* TASK PROMPT: Would you reproduce exactly the lines below from the one holding "Where can the man's face" through the one holding "Where can the man's hand", inclusive, and no others?

* RECORDS:
§
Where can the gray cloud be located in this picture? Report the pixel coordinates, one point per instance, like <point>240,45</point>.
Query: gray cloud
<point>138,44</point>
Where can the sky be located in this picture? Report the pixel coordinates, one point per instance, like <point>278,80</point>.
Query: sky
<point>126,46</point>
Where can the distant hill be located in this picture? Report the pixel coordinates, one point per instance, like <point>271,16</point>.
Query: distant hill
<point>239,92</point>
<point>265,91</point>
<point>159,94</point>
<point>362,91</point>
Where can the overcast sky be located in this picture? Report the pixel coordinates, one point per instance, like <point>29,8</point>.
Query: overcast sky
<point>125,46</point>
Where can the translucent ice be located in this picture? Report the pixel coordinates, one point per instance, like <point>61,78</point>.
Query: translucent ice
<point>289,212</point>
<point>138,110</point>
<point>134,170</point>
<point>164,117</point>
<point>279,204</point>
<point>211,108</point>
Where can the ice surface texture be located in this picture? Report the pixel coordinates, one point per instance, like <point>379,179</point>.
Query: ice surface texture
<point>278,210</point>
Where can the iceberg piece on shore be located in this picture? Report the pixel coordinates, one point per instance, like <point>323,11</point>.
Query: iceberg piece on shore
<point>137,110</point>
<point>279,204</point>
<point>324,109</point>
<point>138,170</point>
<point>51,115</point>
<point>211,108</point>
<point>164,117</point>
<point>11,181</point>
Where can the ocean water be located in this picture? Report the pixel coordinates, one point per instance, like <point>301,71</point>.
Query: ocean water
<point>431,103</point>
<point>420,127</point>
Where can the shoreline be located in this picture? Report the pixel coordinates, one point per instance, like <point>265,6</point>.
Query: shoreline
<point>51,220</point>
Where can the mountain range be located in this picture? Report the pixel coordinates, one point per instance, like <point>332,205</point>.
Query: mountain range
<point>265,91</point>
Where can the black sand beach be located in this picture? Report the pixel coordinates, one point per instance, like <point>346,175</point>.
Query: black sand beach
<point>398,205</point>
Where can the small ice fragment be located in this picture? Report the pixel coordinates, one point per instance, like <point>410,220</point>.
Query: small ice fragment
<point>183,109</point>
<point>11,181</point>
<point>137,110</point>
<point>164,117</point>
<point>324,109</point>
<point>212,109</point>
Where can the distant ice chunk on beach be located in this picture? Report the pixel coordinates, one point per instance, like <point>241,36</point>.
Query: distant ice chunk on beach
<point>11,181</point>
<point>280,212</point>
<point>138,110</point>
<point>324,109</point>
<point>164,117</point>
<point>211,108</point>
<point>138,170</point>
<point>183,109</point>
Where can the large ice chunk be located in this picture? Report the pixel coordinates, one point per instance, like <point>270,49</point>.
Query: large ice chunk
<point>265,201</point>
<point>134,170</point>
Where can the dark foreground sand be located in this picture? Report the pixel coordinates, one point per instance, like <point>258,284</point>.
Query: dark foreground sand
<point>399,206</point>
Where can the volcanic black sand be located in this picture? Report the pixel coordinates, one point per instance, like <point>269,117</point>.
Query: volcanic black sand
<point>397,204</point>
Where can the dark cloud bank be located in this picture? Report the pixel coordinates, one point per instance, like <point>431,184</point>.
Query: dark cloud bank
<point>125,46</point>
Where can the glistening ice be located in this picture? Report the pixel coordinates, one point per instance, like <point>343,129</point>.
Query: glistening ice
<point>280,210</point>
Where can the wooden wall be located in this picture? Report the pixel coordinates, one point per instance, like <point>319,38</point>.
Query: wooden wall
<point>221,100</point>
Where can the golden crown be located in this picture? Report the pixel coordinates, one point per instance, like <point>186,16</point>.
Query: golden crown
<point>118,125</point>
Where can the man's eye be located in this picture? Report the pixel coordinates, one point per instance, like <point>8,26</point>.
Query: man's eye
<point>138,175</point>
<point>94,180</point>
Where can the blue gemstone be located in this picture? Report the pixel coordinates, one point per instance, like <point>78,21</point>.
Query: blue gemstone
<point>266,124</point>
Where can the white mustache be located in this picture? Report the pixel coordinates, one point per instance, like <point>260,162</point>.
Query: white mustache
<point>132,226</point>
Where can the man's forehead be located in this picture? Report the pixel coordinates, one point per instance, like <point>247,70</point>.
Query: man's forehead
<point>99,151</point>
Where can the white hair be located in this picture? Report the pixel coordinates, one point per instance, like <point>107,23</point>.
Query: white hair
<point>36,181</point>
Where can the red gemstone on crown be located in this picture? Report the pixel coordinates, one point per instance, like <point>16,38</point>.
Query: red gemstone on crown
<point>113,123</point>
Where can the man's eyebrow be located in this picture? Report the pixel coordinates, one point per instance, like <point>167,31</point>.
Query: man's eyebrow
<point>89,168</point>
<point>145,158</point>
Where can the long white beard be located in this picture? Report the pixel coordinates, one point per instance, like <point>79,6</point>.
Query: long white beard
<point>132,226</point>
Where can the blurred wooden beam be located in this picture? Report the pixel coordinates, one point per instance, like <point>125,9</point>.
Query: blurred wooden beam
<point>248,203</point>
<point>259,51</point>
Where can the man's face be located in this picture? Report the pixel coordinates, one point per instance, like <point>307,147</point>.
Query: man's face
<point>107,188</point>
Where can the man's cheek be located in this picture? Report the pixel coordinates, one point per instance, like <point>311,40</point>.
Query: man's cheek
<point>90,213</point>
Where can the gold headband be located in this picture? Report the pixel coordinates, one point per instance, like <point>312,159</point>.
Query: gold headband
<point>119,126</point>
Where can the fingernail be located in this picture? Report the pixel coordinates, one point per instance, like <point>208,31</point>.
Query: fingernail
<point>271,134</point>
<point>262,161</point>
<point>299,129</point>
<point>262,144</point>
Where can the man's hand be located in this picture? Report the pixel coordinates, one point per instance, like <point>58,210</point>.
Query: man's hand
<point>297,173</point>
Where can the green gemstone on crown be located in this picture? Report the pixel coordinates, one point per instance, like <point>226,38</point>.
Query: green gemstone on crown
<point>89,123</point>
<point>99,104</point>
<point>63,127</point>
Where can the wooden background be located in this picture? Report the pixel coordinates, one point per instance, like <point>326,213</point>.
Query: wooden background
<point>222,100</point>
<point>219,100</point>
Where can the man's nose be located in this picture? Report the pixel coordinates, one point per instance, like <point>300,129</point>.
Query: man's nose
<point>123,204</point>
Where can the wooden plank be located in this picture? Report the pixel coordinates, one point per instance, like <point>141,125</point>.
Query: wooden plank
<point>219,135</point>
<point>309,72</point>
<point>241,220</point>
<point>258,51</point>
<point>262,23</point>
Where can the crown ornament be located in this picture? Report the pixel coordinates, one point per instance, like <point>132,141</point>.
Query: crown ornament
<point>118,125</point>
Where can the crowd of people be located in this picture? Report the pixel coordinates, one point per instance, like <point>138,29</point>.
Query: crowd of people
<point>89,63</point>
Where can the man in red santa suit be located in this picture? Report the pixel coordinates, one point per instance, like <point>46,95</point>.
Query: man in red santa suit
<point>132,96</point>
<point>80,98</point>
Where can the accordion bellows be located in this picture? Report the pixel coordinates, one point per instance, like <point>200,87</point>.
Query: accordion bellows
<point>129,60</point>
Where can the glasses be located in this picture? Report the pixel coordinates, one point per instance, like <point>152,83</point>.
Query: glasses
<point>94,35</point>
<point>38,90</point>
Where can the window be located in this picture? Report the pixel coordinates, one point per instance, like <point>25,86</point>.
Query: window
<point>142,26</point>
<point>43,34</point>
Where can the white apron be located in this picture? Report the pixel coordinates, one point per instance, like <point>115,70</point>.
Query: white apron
§
* ANSWER BELOW:
Where can the man's face be located in this picture? Report the pixel coordinates, one point per instance, like <point>307,147</point>.
Query: man's face
<point>107,188</point>
Where can the man's cheek be located in this picture? Report the pixel coordinates, one point per instance, like <point>311,40</point>.
Query: man's cheek
<point>90,213</point>
Where can the gold headband be located in this picture? Report the pixel coordinates, one point per instance, like <point>312,159</point>.
Query: gold headband
<point>119,126</point>
Where can the fingernail be located in this picture? Report the pixel coordinates, one point per instance, like <point>208,31</point>.
Query: fingernail
<point>271,134</point>
<point>262,161</point>
<point>299,129</point>
<point>262,144</point>
Where can the man's hand be located in this picture? Report the pixel coordinates, one point per instance, like <point>58,210</point>.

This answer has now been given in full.